**Action item**
Restate word for word the lines of the entries below, starting with the line that holds "point: the snow, one" and ending with the line that holds "point: the girl, one", and no others.

**Material provided**
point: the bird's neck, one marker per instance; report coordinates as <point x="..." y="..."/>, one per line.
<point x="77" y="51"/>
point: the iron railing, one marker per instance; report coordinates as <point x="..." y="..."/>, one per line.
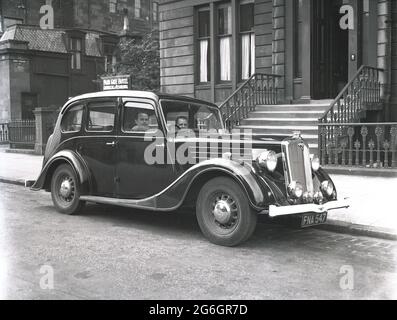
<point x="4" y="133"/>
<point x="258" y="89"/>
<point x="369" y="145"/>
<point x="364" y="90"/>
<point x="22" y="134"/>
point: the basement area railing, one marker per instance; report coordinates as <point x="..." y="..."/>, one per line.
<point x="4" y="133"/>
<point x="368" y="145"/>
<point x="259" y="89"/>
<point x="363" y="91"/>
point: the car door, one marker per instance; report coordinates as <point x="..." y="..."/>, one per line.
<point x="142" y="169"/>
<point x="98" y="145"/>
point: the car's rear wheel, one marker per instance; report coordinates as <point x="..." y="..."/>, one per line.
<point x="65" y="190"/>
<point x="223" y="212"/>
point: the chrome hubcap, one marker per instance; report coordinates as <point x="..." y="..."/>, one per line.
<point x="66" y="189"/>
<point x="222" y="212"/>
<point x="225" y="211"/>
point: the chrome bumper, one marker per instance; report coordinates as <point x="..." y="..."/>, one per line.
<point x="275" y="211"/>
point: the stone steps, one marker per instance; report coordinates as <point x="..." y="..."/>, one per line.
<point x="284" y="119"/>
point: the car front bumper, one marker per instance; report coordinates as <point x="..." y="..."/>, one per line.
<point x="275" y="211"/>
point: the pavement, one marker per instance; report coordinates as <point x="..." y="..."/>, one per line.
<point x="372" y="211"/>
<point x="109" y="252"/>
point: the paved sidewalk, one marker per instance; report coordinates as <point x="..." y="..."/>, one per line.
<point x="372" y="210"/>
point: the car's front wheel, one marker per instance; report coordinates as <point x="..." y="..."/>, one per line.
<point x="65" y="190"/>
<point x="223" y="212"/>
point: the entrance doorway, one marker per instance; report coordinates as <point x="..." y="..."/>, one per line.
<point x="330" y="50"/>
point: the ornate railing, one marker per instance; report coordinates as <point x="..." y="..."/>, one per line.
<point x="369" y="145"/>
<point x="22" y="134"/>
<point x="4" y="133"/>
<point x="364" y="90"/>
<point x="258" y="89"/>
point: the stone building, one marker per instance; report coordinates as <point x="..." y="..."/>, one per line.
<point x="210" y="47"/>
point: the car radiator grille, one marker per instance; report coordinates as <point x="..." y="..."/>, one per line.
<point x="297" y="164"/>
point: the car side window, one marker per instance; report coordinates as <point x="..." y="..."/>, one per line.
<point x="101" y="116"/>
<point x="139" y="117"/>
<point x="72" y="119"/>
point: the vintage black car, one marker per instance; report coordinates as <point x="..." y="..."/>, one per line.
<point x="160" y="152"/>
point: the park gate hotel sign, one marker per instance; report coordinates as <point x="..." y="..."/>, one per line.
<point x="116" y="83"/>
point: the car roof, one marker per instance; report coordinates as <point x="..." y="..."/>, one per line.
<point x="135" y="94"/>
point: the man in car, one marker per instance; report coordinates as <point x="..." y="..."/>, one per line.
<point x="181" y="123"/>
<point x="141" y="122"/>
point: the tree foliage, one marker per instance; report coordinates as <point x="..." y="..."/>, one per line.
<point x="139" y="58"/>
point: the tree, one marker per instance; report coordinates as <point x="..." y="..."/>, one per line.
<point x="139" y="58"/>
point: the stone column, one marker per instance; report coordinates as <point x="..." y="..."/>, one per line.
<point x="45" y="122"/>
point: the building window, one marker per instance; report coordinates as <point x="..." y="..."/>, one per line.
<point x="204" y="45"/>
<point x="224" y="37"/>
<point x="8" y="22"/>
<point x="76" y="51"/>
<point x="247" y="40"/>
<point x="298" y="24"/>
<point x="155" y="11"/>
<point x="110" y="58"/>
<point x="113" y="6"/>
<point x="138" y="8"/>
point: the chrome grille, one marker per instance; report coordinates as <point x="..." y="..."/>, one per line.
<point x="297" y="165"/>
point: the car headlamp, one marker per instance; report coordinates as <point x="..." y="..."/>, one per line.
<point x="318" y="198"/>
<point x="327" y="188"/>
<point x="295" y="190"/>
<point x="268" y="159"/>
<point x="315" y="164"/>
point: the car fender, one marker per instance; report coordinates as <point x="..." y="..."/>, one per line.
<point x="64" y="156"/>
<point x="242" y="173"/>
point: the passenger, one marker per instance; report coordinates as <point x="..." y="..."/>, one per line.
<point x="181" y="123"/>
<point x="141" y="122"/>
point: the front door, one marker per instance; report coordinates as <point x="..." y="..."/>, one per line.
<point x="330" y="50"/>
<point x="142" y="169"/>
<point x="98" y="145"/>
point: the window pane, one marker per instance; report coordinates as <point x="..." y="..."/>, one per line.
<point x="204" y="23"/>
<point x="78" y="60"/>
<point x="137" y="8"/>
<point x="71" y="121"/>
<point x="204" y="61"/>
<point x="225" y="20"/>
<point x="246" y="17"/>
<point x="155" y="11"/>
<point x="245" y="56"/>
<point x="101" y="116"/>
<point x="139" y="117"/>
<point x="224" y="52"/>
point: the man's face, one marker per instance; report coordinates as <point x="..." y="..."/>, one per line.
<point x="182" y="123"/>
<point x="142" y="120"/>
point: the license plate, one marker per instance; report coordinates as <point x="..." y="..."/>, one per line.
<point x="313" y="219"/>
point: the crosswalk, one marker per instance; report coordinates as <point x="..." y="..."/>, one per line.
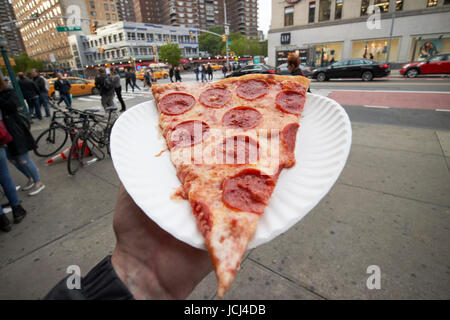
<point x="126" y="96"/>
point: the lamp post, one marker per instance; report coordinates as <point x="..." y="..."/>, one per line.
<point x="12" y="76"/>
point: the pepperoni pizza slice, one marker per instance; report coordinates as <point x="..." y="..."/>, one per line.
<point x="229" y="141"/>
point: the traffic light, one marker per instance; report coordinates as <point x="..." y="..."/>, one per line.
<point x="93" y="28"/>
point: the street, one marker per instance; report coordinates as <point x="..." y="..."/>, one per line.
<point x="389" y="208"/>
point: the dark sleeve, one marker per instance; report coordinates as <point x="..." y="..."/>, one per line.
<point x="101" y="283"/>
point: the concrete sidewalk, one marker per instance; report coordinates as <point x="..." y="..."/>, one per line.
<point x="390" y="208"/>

* * *

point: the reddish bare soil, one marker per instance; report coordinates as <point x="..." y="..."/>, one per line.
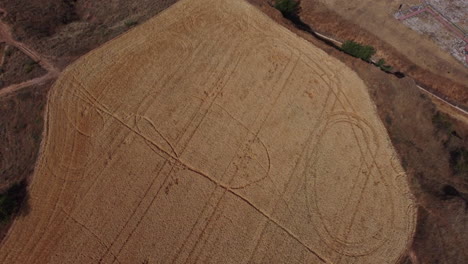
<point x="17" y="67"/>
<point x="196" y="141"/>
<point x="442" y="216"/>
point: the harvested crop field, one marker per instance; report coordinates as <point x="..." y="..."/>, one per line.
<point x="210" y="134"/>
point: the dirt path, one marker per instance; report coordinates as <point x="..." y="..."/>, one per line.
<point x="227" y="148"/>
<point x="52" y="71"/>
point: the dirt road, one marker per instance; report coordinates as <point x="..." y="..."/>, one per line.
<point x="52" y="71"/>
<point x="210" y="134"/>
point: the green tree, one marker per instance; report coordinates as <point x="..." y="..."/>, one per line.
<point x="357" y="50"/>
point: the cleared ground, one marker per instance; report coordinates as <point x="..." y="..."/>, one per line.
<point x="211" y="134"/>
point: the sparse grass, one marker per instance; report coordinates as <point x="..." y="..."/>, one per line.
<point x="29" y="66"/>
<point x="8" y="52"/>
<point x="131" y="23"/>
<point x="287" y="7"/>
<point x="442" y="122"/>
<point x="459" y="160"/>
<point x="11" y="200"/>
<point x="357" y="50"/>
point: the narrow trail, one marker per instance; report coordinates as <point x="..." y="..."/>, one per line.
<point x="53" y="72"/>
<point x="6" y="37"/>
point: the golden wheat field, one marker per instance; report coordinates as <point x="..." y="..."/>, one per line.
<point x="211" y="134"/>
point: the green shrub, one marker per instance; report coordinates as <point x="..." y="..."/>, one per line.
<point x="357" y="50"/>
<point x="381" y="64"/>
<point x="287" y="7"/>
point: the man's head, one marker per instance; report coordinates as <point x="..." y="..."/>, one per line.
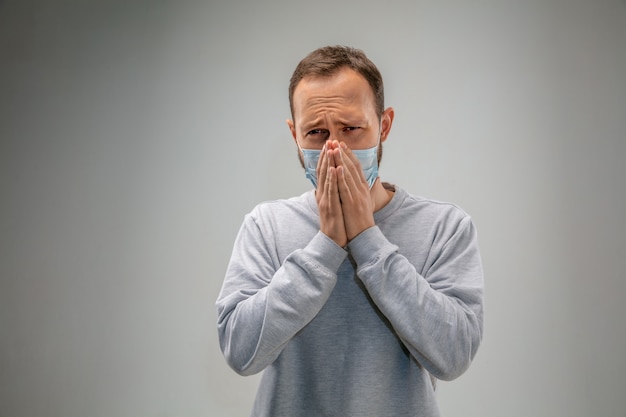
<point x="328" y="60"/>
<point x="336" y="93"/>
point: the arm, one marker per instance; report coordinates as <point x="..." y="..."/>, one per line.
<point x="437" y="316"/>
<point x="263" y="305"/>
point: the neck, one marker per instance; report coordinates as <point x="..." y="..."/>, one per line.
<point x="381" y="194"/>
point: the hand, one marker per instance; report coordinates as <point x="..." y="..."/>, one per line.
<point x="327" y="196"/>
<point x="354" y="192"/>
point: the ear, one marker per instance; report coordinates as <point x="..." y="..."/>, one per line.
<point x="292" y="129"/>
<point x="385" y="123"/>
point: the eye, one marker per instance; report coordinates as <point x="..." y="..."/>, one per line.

==

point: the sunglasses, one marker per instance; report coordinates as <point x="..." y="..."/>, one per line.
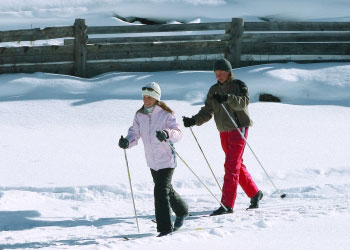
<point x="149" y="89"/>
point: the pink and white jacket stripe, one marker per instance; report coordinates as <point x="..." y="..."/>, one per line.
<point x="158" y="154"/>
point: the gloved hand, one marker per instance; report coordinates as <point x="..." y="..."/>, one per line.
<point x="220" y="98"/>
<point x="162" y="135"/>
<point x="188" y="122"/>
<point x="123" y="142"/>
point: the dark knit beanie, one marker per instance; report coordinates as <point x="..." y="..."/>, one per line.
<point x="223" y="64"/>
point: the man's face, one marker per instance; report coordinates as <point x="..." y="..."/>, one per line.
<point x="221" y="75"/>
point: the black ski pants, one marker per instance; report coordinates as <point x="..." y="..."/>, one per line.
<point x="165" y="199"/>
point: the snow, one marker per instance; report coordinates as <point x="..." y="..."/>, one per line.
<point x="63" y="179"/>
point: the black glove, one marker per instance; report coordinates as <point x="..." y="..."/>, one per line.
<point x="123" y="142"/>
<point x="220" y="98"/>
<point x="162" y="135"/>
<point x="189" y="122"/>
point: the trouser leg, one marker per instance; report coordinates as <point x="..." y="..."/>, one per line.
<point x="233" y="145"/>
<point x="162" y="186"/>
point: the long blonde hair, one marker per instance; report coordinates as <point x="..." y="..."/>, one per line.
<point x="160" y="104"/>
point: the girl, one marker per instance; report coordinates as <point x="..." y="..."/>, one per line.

**Solution to the exercise**
point: the snow, one marker per instance; report coordinates as <point x="..." y="..."/>, one per line.
<point x="63" y="179"/>
point: the black glove, one marker per instance; report coordinates as <point x="..." y="..."/>, one per line.
<point x="123" y="142"/>
<point x="220" y="98"/>
<point x="162" y="135"/>
<point x="189" y="122"/>
point: the trouser leg, one marker per instance; report coordinates as <point x="..." y="..."/>, one per line.
<point x="233" y="145"/>
<point x="162" y="186"/>
point: the long blonde hair, one marker per instance; report coordinates as <point x="..." y="..."/>, one per line.
<point x="160" y="104"/>
point: the girl, one marker per instance; report coordinates as <point x="..." y="..."/>, one per line.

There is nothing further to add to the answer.